## Start

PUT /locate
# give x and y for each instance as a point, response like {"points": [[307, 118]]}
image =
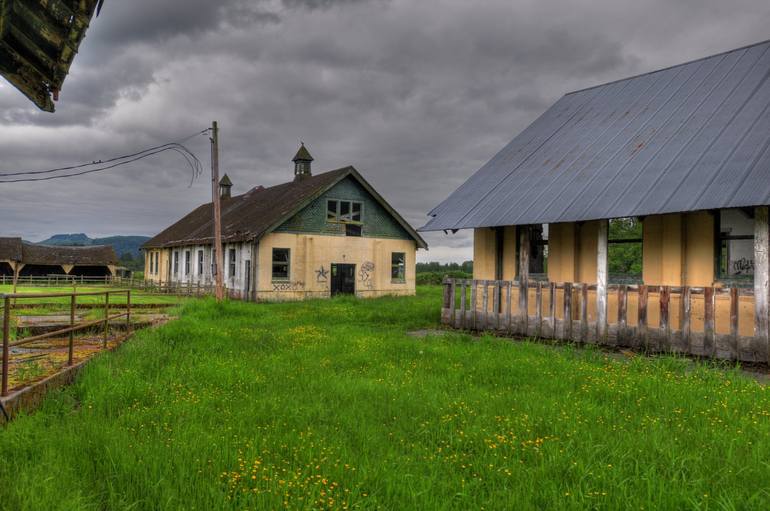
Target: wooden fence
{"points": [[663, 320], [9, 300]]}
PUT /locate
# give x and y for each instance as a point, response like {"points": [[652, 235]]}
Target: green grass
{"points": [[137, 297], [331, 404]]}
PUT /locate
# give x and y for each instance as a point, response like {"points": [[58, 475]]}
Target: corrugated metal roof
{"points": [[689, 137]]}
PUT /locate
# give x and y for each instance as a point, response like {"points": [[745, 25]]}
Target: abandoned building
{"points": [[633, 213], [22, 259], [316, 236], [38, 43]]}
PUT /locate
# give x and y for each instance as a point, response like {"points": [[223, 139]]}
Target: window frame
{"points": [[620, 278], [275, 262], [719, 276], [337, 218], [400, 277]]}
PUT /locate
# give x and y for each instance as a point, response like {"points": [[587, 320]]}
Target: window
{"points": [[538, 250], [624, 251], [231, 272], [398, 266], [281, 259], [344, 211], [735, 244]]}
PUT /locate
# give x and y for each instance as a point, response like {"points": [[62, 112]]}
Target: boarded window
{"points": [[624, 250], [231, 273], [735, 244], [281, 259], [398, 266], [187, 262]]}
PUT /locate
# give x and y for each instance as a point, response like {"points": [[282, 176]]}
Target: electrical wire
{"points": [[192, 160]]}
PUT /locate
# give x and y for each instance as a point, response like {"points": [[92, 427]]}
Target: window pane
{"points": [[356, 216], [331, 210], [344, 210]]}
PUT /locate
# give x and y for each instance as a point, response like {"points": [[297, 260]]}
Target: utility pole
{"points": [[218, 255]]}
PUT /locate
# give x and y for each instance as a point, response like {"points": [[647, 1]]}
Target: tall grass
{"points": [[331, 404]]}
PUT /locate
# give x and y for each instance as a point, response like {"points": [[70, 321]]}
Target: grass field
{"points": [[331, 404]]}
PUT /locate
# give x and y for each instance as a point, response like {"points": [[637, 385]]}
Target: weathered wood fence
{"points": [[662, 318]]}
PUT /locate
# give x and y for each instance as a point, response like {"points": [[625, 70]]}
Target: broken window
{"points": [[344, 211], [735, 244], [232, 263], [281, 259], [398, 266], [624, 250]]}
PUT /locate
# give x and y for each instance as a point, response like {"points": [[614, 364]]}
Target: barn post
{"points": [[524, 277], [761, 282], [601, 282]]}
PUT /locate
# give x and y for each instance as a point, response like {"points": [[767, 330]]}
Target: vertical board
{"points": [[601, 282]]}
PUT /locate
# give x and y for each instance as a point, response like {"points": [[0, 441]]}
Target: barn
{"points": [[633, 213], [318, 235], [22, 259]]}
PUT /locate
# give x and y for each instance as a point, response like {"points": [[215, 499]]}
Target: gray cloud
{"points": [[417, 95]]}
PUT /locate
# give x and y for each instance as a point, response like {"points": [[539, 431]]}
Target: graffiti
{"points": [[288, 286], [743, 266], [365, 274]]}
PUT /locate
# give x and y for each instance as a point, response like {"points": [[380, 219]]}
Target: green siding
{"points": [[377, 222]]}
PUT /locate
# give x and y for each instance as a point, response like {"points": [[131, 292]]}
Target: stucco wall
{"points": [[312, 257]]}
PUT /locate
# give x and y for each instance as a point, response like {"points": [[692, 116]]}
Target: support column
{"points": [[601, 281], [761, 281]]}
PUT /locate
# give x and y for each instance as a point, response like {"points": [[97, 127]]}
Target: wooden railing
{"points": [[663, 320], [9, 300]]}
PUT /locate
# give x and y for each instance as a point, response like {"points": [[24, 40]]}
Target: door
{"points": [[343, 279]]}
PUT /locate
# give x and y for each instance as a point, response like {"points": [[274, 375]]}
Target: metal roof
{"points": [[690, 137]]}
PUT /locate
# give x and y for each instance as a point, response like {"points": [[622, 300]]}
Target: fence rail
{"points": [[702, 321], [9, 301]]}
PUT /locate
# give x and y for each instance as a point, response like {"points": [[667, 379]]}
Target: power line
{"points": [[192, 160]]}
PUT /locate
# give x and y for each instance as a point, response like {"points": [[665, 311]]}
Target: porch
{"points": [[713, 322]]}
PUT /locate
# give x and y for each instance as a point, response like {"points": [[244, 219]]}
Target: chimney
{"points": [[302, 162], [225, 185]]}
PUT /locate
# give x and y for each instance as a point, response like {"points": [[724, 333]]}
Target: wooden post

## End

• **What to do**
Reproduce the records above exactly, leaving out every picture they contain.

• **Response**
PUT /locate
# give x and y for each instance as a point, response like {"points": [[307, 118]]}
image =
Target: wooden fence
{"points": [[663, 320], [9, 300]]}
PUT /locate
# give x and y for each instance as a point, response like {"points": [[652, 235]]}
Target: green grass
{"points": [[137, 297], [331, 404]]}
PUT /locate
# give x and y for each instance as a point, response like {"points": [[58, 475]]}
Target: corrugated metal roof
{"points": [[689, 137]]}
PUT /locate
# give x and y for each instance as a point, response like {"points": [[745, 25]]}
Target: abandoned building
{"points": [[633, 213], [22, 259], [316, 236], [38, 43]]}
PUT /locate
# give x and y for each instance as a point, response like {"points": [[223, 139]]}
Target: window frame
{"points": [[620, 278], [275, 262], [719, 276], [337, 218], [400, 277]]}
PUT /locate
# give x and y for each instance as a point, response like {"points": [[587, 320]]}
Target: window
{"points": [[538, 250], [624, 251], [231, 272], [398, 266], [281, 259], [344, 211], [735, 244]]}
PUT /locate
# give x and y for each instance as a point, response like {"points": [[62, 112]]}
Target: boarded window
{"points": [[624, 250], [231, 273], [735, 244], [281, 259], [398, 266], [187, 262]]}
PUT /locate
# give x and y for each instance as a point, response like {"points": [[282, 176]]}
Target: electrical wire
{"points": [[192, 160]]}
PUT /locate
# give x and y for each instance as a point, response like {"points": [[92, 427]]}
Target: window pane
{"points": [[356, 216], [331, 210], [344, 210]]}
PUT /locate
# give x and y for each instance as a point, response like {"points": [[297, 260]]}
Target: utility pole
{"points": [[218, 255]]}
PUT /locate
# give x and y for each instance as a point, response like {"points": [[647, 1]]}
Target: tall grass
{"points": [[331, 404]]}
PUT /locate
# give x and y for each instance as a point, response like {"points": [[70, 321]]}
Target: grass field
{"points": [[331, 404]]}
PUT /locate
# give x and y for each instance as a point, response like {"points": [[637, 385]]}
Target: weathered wood fence
{"points": [[662, 318]]}
PUT /locate
# give x and y for each instance as a point, response like {"points": [[625, 70]]}
Target: broken window
{"points": [[344, 211], [735, 244], [232, 263], [281, 259], [398, 266], [624, 250]]}
PUT /locate
# give x and y for each instance as a point, response like {"points": [[614, 364]]}
Target: barn post
{"points": [[524, 277], [761, 282], [601, 282]]}
PUT /locate
# give x and y for each instance as a point, response like {"points": [[767, 330]]}
Target: vertical board
{"points": [[601, 282]]}
PUT /locate
# give x and y for each instance as a point, response like {"points": [[0, 441]]}
Target: barn
{"points": [[633, 213], [318, 235], [22, 259]]}
PUT /locate
# give x and y for each instance as a point, response like {"points": [[215, 499]]}
Target: gray cloud
{"points": [[417, 95]]}
PUT /locate
# give x and y for each instance as a point, response like {"points": [[539, 431]]}
Target: graffiti
{"points": [[288, 286], [743, 266], [365, 274]]}
PUT /locate
# give x and y for each instance as a point, response like {"points": [[380, 219]]}
Target: green siding
{"points": [[377, 222]]}
PUT /locate
# give x and y for each instance as a point, response like {"points": [[131, 292]]}
Target: stucco wall
{"points": [[312, 257]]}
PUT /locate
# give x and y for each instance as a point, response like {"points": [[692, 116]]}
Target: support column
{"points": [[601, 281], [761, 281]]}
PUT /locate
# give x and y for each instance as a point, response like {"points": [[97, 127]]}
Target: wooden railing
{"points": [[663, 320], [9, 300]]}
PUT /locate
# give x and y for each instance as a point, response like {"points": [[24, 40]]}
Target: door
{"points": [[343, 279]]}
PUT /locate
# give x and y for each instance as a point, response like {"points": [[274, 375]]}
Target: metal roof
{"points": [[690, 137]]}
PUT /locate
# give x and y for each instance as a point, response like {"points": [[622, 300]]}
Target: fence rail
{"points": [[702, 321], [9, 301]]}
PUT /locate
# give x and y for each instance as a point, response like {"points": [[667, 379]]}
Target: power line
{"points": [[192, 160]]}
PUT /locate
# give x and y for each instance as a point, response like {"points": [[665, 311]]}
Target: porch
{"points": [[713, 322]]}
PUT /locate
# give x and y for each instance as a point, response like {"points": [[244, 219]]}
Target: chimney
{"points": [[302, 162], [225, 185]]}
PUT /locate
# give x and y for each instance as a point, response like {"points": [[724, 333]]}
Target: wooden post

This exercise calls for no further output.